• ACTION ITEM: Working from the line that contains "Objective — drop one pin on each instance of the shaded" down to the last line below, repeat each line exactly.

(Stored data entries)
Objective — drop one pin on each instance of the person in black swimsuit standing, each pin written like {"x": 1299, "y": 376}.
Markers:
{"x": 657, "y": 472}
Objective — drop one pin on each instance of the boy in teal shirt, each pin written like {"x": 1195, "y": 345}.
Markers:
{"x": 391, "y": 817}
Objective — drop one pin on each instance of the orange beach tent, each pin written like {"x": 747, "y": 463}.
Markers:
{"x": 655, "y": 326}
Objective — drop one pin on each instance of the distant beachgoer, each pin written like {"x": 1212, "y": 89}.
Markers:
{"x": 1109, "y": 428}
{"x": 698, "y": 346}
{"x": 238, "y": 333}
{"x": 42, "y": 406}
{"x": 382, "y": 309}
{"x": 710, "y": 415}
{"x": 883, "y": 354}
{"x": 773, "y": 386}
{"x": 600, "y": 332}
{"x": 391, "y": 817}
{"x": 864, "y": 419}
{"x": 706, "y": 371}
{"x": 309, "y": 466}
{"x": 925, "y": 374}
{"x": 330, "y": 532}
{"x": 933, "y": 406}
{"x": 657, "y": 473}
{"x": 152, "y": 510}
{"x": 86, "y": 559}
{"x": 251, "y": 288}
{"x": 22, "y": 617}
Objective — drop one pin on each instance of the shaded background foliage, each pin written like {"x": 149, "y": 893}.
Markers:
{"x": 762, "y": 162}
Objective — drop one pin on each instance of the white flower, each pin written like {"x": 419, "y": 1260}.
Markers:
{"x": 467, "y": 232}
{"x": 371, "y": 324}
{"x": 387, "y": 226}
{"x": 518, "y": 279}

• OUTPUT FOR THIS TASK:
Objective — drop one pin on each instance of the shaded background foliage, each pin written like {"x": 149, "y": 893}.
Markers:
{"x": 762, "y": 162}
Objective — drop one pin on each instance of the white flower, each pin written like {"x": 419, "y": 1260}.
Markers:
{"x": 467, "y": 232}
{"x": 371, "y": 324}
{"x": 387, "y": 226}
{"x": 518, "y": 279}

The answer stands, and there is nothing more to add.